━━━━━ Document passage ━━━━━

Our revenues, profitability and future growth depend substantially on prevailing prices for oil and natural gas and on our ability to find, develop and acquire oil and gas reserves that are economically recoverable. The preparation of our financial statements in conformity with generally accepted accounting principles requires us to make estimates and assumptions that affect our reported results of operations and the amount of our reported assets, liabilities and proved oil and gas reserves. We use the full cost method of accounting for our oil and gas activities.
Oil and Natural Gas Prices. Prices for oil and natural gas fluctuate widely. Oil and natural gas prices affect:
• the amount of cash flow available for capital expenditures;
• our ability to borrow and raise additional capital;
• the quantity of oil and gas that we can economically produce; and
• the accounting for our oil and gas activities including, among other items, the determination of ceiling test writedowns.

━━━━━ Recorded information ━━━━━

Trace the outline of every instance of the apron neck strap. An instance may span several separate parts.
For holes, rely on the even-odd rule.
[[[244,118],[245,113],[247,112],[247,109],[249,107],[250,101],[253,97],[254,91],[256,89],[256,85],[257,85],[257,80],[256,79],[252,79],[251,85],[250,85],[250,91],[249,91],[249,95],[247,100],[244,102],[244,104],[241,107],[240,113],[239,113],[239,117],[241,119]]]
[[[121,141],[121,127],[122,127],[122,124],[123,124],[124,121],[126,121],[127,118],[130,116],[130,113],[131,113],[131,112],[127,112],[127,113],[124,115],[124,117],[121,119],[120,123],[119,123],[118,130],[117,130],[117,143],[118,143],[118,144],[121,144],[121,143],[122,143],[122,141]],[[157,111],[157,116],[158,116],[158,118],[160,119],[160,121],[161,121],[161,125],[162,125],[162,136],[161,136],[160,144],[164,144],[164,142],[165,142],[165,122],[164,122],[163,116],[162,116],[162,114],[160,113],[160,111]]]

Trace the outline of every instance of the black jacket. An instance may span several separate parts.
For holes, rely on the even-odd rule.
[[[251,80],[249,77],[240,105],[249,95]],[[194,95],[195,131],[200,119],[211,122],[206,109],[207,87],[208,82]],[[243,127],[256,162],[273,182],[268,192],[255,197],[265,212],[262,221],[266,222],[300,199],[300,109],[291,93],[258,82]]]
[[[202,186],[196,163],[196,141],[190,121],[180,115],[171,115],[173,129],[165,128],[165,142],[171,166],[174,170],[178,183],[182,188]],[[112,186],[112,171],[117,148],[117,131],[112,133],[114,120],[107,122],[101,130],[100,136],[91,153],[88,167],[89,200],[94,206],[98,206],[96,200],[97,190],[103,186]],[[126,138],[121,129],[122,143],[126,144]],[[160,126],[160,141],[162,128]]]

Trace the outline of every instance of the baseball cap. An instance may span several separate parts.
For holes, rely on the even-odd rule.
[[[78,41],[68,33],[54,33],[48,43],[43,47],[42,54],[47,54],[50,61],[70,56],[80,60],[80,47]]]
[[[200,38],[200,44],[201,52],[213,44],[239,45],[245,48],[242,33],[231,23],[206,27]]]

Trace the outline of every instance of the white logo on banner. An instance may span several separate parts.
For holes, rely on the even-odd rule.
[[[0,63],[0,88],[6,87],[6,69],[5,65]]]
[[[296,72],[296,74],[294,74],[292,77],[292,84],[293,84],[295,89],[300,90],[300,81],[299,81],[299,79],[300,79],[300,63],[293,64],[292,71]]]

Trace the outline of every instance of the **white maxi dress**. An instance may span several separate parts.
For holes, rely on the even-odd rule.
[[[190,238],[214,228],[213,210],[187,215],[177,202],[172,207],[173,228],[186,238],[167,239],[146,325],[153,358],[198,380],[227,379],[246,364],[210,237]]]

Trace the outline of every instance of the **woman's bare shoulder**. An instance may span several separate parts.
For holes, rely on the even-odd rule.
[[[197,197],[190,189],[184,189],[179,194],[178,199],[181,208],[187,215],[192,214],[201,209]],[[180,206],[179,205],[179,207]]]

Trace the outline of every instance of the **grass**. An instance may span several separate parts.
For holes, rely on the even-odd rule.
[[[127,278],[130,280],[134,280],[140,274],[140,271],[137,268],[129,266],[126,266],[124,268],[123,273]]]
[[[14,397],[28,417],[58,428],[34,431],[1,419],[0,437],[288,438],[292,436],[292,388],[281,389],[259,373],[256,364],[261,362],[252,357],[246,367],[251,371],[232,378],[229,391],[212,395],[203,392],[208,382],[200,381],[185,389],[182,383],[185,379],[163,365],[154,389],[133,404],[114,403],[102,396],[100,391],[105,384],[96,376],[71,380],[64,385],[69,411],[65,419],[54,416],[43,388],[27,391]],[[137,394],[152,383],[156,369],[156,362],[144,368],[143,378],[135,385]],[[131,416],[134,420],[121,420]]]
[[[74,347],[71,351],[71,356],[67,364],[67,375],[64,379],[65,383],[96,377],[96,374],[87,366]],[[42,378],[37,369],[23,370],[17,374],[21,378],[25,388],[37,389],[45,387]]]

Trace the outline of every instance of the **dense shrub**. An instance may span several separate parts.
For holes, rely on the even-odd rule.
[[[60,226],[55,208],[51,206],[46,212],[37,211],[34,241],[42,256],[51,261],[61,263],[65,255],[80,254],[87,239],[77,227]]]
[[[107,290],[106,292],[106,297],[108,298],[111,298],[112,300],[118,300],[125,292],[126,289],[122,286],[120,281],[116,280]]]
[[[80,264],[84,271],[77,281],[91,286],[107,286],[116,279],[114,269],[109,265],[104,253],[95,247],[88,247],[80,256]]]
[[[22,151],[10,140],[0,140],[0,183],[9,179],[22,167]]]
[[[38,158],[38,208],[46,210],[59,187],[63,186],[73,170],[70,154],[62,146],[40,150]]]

━━━━━
━━━━━ Recorded information ━━━━━

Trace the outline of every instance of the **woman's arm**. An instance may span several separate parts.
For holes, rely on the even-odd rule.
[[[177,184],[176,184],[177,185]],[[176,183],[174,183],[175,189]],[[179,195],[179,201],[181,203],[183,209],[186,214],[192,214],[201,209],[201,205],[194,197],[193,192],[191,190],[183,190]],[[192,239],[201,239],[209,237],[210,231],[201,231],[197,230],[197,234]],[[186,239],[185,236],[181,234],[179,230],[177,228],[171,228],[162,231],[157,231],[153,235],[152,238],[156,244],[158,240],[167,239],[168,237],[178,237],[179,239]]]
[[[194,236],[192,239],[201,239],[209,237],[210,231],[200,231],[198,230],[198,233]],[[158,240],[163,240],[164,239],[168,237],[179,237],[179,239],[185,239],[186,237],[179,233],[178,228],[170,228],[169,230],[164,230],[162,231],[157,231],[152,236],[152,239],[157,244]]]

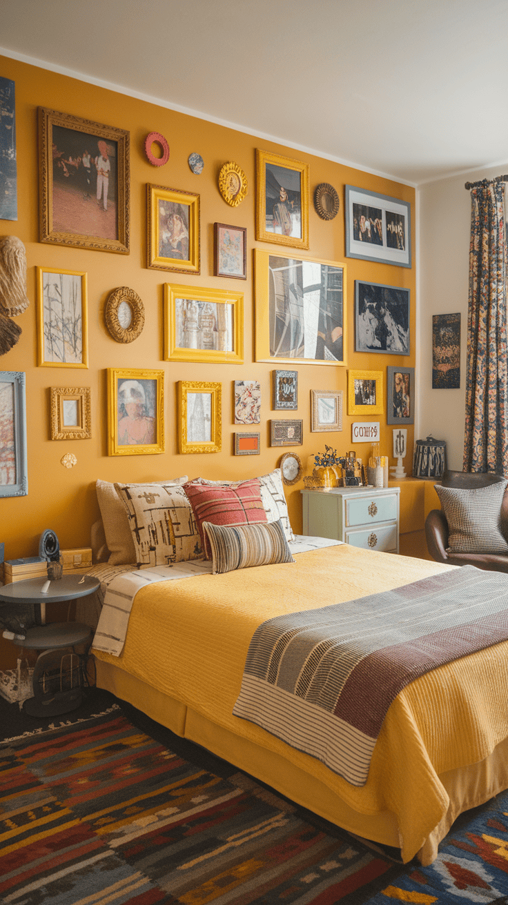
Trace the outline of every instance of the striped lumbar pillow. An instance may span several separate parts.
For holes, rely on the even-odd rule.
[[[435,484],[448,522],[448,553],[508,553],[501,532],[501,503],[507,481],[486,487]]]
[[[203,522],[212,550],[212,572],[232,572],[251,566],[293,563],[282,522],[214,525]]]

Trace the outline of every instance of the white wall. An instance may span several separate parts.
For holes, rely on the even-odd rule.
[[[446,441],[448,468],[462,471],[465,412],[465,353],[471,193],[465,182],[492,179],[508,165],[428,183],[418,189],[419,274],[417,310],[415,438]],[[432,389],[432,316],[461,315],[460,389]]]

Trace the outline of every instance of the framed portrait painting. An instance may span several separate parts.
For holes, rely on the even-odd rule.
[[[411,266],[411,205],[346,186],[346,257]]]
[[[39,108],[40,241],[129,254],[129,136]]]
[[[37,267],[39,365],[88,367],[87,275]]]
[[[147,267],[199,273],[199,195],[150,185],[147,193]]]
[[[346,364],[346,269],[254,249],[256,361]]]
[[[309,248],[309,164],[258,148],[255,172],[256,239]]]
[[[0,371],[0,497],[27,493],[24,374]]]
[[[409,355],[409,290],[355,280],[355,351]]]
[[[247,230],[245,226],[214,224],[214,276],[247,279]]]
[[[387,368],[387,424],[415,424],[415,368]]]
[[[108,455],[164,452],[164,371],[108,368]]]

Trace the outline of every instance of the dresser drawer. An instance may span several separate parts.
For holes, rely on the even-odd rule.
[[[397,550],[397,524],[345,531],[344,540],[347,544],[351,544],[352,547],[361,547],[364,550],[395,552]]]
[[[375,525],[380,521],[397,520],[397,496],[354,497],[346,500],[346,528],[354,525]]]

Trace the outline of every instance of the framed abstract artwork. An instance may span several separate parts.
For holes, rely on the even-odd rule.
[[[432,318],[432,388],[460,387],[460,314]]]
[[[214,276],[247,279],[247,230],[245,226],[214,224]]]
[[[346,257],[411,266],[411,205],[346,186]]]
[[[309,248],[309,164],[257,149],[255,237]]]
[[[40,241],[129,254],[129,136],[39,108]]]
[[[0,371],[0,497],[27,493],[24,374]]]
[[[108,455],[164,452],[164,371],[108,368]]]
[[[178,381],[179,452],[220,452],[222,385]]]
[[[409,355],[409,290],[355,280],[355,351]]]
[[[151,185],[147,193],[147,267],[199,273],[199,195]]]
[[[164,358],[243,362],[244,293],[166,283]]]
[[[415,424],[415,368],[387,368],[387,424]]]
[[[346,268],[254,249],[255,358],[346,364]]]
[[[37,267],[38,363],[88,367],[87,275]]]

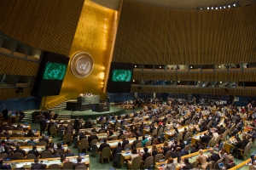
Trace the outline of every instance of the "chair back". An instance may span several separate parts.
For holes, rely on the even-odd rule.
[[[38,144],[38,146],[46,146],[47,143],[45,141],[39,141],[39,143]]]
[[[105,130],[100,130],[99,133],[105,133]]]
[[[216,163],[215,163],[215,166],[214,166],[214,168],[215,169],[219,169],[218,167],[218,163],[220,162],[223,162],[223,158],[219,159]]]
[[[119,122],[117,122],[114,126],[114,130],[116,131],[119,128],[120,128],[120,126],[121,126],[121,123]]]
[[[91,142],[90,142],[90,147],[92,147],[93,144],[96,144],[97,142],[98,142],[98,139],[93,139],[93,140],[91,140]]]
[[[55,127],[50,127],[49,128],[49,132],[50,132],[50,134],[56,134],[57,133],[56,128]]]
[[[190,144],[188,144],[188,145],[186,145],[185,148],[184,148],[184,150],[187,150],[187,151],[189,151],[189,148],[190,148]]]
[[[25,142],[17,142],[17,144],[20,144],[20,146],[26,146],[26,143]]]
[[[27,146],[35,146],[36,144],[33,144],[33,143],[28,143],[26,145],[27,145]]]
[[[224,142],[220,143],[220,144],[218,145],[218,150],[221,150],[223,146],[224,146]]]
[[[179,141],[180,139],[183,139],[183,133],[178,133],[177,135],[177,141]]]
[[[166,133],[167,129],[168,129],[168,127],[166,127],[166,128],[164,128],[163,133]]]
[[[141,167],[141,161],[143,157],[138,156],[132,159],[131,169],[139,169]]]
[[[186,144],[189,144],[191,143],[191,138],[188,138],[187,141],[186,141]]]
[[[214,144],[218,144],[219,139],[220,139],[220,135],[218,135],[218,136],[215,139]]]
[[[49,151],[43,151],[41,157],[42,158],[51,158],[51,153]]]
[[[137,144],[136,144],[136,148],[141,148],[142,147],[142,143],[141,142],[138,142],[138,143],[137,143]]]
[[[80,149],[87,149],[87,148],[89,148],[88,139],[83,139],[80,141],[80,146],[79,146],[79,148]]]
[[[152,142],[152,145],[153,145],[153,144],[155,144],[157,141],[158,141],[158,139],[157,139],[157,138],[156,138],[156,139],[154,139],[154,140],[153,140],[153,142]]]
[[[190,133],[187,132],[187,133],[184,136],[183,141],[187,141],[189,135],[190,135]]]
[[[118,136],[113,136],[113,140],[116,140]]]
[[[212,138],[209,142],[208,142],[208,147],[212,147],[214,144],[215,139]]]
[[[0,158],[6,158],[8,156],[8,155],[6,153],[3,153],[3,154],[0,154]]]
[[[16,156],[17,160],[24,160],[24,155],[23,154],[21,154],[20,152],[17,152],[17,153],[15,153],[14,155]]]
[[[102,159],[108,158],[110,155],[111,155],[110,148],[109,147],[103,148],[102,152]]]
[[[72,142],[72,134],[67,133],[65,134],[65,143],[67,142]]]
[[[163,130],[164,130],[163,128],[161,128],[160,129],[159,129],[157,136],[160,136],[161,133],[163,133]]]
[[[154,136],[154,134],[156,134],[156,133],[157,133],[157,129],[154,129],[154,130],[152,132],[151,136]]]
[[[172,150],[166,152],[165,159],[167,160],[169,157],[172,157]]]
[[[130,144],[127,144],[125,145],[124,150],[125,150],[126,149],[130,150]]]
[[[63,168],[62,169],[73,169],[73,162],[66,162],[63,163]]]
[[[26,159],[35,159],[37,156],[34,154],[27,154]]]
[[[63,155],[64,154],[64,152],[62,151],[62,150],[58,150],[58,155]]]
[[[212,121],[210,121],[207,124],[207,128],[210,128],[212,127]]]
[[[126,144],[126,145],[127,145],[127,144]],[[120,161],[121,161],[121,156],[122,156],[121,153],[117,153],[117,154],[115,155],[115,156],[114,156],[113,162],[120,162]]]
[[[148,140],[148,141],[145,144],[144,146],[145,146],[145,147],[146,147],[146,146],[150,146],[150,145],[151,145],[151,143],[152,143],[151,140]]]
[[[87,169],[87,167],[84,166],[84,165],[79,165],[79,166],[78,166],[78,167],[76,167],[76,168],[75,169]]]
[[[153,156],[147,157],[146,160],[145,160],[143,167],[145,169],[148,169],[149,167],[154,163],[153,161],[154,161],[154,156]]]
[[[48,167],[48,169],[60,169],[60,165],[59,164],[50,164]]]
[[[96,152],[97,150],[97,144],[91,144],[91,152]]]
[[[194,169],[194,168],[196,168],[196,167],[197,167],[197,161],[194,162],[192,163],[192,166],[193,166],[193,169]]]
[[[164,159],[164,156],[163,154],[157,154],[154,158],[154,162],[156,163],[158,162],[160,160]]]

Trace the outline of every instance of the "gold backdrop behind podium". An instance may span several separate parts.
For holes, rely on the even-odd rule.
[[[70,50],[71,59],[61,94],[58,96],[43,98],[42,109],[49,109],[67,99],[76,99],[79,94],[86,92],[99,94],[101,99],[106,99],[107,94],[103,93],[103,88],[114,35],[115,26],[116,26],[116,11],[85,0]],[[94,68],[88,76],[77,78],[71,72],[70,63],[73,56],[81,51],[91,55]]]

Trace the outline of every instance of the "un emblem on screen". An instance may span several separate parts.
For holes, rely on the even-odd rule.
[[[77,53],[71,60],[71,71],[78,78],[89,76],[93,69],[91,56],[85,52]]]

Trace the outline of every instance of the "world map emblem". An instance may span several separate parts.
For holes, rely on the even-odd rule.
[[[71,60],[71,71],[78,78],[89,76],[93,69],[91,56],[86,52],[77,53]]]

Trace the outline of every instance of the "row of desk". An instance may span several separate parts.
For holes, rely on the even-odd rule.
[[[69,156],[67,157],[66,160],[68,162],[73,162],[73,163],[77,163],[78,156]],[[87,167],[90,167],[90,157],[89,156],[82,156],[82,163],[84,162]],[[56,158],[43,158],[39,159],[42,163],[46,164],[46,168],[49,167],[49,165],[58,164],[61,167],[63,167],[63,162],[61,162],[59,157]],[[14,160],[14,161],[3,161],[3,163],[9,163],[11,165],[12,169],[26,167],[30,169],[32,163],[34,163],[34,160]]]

━━━━━

## Task goal:
Carry on the passage about oil and natural gas prices and accounting estimates, starting after its last bullet point.

## Result of this exercise:
An extended decline in oil and natural gas prices could have a material adverse effect on our financial position, results of operations, cash flows and access to capital. Please see the discussion under "Lower oil and gas prices and other factors resulted in a ceiling test writedown and may in the future result in additional ceiling test writedowns or other impairments" in Item 1A of our annual report on Form 10-K for the year ended December 31, 2008 and "- Liquidity and Capital Resources" below.
As part of our risk management program, we generally hedge a substantial, but varying, portion of our anticipated future oil and gas production. Reducing our exposure to price volatility helps ensure that we have adequate funds available for our capital programs and helps us manage returns on some of our acquisitions and more price sensitive drilling programs.
Reserve Replacement. To maintain and grow our production and cash flow, we must continue to develop existing reserves and locate or acquire new oil and gas reserves to replace those being depleted by production. Substantial capital expenditures are required to find, develop and acquire oil and gas reserves.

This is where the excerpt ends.